• [Textauszug]:
Ab wann kann man denn in etwa mit größeren Mengen "Küchendorsch" rechnen? Ich wollte mit zwei Kollegen gerne eine Kuttertour mit der MS Forelle machen. Da wir recht lange anreisen (rund 600km), wollten wir auch noch eine Runde Meerforellenangelei in der Kieler Bucht dranhängen, damit sich das auch lohnt. Daher wollten wir eigentlich Mitte März anpeilen. Hat man dann schon Chancen auf normale Dorsche? Oder sollten wir später los, eher Mitte April? Lässt sich "MeFo vom Ufer" und "Dorsch vom Kutter" generell kombinieren? Wäre schön, wenn Ihr mir helfen könntet.
Grüße,
Michael


----------



## jan_amelsberg (11. Februar 2012)

*AW: MS Forelle*

30 Angler, 30 Dorsche... 30 pro Mann oder insgesamt? |bigeyes :q


----------



## Norwegenschreck69 (11. Februar 2012)

*AW: MS Forelle*

In Heiligenhafen wird derzeit auch ganz gut gefangen. Schöne Dorsche  von 2-4 Kilo. Wir sind Karneval auch wieder auf der Klaus-Peter.

• [Aufgabenmaterial]:
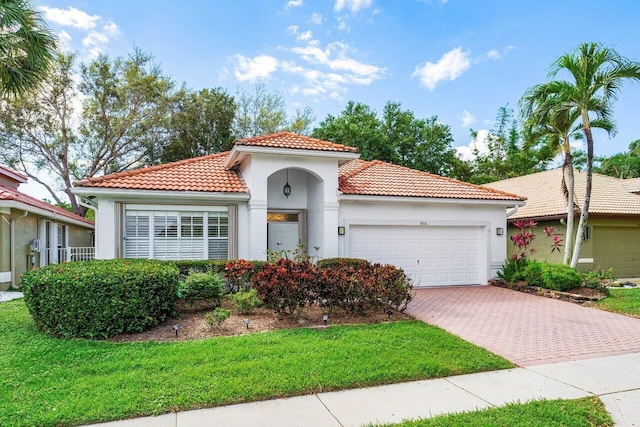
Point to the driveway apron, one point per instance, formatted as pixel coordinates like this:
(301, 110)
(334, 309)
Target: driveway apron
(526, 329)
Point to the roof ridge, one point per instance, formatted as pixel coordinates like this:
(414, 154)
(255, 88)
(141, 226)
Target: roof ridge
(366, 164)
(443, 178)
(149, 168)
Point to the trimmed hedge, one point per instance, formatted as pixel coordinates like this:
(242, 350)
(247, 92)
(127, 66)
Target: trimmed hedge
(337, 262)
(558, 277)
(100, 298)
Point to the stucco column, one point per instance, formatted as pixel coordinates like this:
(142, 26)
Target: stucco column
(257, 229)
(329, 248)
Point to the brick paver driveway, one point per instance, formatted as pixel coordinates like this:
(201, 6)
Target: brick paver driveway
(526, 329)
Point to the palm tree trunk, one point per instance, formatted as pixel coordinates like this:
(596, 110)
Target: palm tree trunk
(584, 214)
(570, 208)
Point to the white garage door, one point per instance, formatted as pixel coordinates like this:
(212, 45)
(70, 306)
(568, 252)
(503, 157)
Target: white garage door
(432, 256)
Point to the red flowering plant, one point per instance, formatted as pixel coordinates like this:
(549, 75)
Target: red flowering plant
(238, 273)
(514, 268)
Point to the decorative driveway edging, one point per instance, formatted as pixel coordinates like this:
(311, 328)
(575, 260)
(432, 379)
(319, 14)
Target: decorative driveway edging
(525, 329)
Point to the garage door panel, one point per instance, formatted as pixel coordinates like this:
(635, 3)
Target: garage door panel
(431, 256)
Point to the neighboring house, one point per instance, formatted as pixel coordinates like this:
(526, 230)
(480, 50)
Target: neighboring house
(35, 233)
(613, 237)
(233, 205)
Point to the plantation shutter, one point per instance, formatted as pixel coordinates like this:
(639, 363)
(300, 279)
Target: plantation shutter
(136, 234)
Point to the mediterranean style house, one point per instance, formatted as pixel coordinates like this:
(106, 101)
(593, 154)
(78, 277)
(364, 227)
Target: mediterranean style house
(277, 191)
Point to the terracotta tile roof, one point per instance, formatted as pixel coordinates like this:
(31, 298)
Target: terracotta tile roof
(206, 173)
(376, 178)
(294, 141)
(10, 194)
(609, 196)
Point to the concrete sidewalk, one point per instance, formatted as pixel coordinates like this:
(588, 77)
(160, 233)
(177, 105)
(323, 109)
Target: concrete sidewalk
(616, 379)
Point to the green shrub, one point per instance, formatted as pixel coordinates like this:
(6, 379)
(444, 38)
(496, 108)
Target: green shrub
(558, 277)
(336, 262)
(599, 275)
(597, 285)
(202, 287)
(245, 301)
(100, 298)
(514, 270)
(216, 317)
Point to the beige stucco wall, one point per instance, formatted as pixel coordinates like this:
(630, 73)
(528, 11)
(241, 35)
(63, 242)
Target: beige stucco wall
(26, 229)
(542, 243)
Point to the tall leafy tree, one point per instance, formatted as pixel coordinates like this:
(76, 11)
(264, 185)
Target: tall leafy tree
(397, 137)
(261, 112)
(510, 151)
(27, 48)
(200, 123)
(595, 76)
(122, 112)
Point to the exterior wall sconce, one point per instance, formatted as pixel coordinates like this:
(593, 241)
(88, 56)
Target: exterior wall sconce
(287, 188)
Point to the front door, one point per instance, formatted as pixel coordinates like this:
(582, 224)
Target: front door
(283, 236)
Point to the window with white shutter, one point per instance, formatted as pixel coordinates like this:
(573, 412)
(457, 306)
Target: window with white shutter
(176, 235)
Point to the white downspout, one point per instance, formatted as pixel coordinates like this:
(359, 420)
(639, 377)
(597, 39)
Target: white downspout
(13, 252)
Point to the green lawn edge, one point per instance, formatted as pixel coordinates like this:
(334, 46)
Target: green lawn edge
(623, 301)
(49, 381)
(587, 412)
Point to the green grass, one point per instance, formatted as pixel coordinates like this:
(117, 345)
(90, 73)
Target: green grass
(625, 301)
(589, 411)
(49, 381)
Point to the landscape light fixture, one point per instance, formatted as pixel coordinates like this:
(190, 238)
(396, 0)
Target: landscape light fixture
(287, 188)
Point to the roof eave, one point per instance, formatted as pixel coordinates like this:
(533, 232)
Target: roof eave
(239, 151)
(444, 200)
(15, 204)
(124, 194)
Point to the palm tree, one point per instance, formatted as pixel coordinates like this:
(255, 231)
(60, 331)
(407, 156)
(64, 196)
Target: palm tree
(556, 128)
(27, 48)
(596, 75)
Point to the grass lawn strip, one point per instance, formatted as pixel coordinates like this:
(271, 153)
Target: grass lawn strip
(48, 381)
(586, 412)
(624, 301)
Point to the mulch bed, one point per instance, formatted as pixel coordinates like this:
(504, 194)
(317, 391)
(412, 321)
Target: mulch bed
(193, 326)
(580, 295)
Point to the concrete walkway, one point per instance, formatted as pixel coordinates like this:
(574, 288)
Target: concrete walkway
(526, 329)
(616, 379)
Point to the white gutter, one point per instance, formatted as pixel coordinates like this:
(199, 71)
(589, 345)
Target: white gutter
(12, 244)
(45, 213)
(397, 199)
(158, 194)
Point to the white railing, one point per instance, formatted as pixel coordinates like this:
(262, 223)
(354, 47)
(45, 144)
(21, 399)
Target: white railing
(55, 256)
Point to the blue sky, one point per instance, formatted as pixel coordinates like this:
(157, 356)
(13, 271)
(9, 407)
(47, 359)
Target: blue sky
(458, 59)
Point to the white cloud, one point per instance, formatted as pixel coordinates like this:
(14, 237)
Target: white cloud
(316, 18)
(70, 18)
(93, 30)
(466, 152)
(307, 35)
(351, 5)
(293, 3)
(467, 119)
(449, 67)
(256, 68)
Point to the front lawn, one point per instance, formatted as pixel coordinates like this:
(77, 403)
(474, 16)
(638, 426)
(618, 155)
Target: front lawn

• [Zu erledigende Aufgaben]:
**a.** Schreiben Sie aus dem Forenauszug zum Dorschangeln den Abschnitt von „30 Angler, 30“ bis „auf der Klaus-Peter.“ wortgetreu ab.
**b.** Ermitteln Sie jede Zeile der Datensätze, in der das Wort „concrete“ vorkommt, und schreiben Sie diese Zeilen ab.
Der Forenauszug und die Datensätze stammen aus unterschiedlichen Quellen.

• [Lösungen]:
**a.**
30 Angler, 30 Dorsche... 30 pro Mann oder insgesamt? |bigeyes :q


----------



## Norwegenschreck69 (11. Februar 2012)

*AW: MS Forelle*

In Heiligenhafen wird derzeit auch ganz gut gefangen. Schöne Dorsche  von 2-4 Kilo. Wir sind Karneval auch wieder auf der Klaus-Peter.

**b.**
Point to the concrete sidewalk, one point per instance, formatted as pixel coordinates like this:
Target: concrete sidewalk
Point to the concrete walkway, one point per instance, formatted as pixel coordinates like this:
Target: concrete walkway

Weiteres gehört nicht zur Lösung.